▸ TASK BRIEF:
Can you reproduce everything from the line containing "Expected: one point per instance of the small" down to the end of the items below, with the requests included and only those lines? Scale every x,y coordinate in the answers by 0.2, rounding to whole numbers with halves going up.

▸ DATA LISTING:

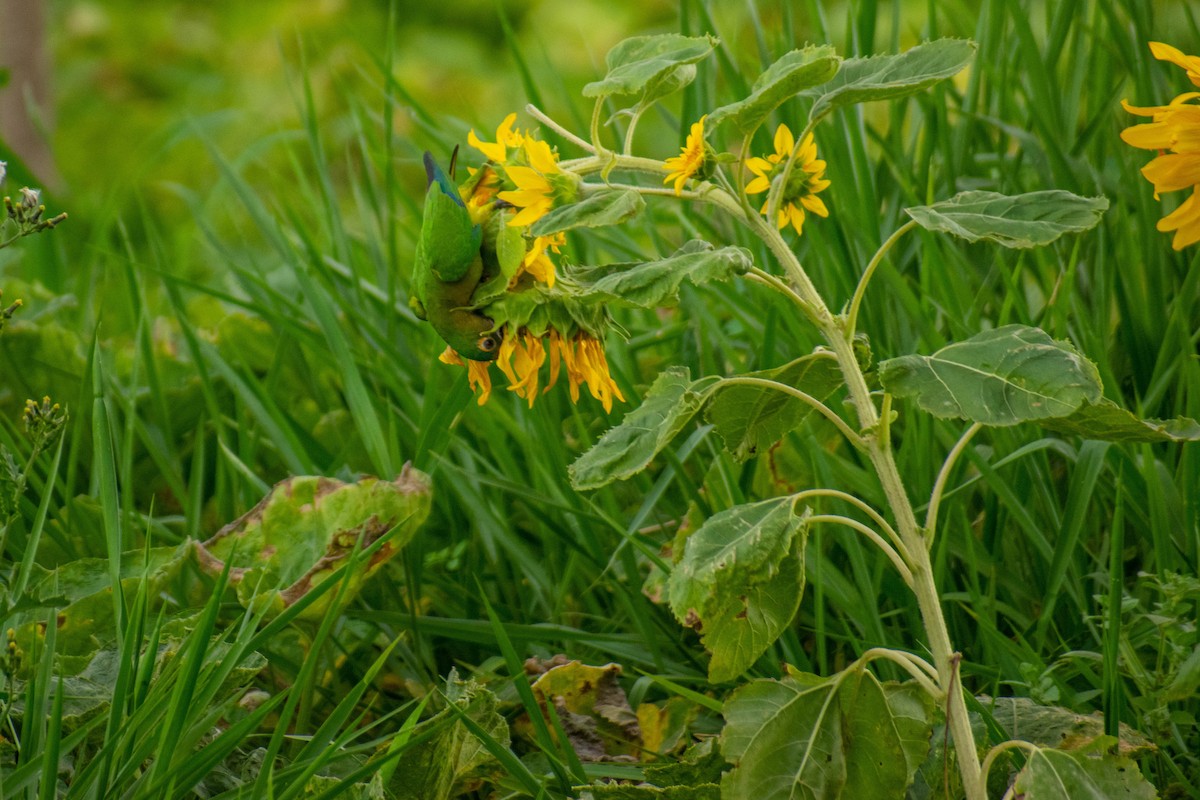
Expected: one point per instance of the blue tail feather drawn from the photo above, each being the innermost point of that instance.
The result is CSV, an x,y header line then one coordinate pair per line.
x,y
435,173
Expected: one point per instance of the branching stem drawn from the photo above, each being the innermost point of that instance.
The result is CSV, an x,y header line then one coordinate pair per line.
x,y
935,498
862,505
817,405
861,289
538,114
921,669
871,534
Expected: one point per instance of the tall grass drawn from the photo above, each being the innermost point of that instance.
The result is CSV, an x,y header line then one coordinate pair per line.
x,y
277,341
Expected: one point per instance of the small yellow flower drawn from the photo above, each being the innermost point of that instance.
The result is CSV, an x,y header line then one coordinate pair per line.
x,y
537,260
534,192
522,355
1174,132
690,158
505,138
803,185
477,373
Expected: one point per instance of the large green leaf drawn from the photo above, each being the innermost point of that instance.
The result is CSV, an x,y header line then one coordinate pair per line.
x,y
651,284
309,527
1051,726
785,78
1001,377
629,447
1110,422
754,417
1013,221
443,765
739,582
582,295
1074,775
846,737
888,77
635,62
604,208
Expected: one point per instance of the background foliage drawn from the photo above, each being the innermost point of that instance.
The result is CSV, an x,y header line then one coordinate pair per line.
x,y
226,307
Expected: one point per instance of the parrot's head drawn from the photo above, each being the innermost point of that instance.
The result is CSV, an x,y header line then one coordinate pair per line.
x,y
471,335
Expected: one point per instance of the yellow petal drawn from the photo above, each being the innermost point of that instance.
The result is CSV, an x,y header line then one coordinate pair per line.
x,y
815,204
1185,221
531,214
505,134
495,151
540,156
797,215
784,140
757,185
1173,172
1167,53
1151,136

▸ FINISHED ANSWER:
Expected: one point per instance of the small yellow flower drawn from the photo above, each being the innermost point of that instance.
The result is CSV, an x,y header line then one coordinate pair per line.
x,y
107,52
107,38
104,71
235,26
138,32
101,28
161,37
95,75
Expected: one point per instance of the large green leaf drawn from the photo above, each being the innermost point of that instance.
The result is CSV, an x,y header line then one coordinate pair per line.
x,y
130,57
62,105
210,145
157,16
200,75
126,89
222,84
151,83
203,44
89,153
148,116
116,59
215,155
169,147
178,15
127,12
121,42
Expected: one point per instance of the background foliage drawn from the photo above, each being the innermost point of that instance.
The result is CSV, an x,y header line then one coordinate pair per line.
x,y
45,61
Expected: one point per instance of the parrot's head drawn from the photo above, each being the innermost point of that instance.
The result is CSV, an x,y header line then one coordinate pair per line.
x,y
94,67
Expected: one point per instance of the yellow petal drawn from the photo above, each being the innermost point of that instance.
The result is CSV, an x,y header line then one coordinate pair per line.
x,y
163,41
237,44
106,43
101,27
99,30
108,31
159,43
157,28
151,37
235,34
233,11
230,27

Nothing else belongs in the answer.